Your task: State how many lines of the material below contain the word "polygon". Add nothing else.
Start of Input data
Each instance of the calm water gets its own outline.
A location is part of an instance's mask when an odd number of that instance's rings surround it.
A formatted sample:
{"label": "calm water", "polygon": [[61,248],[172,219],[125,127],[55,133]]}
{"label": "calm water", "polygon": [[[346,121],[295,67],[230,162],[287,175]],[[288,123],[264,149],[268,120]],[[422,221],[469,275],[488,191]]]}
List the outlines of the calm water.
End of Input data
Task output: 2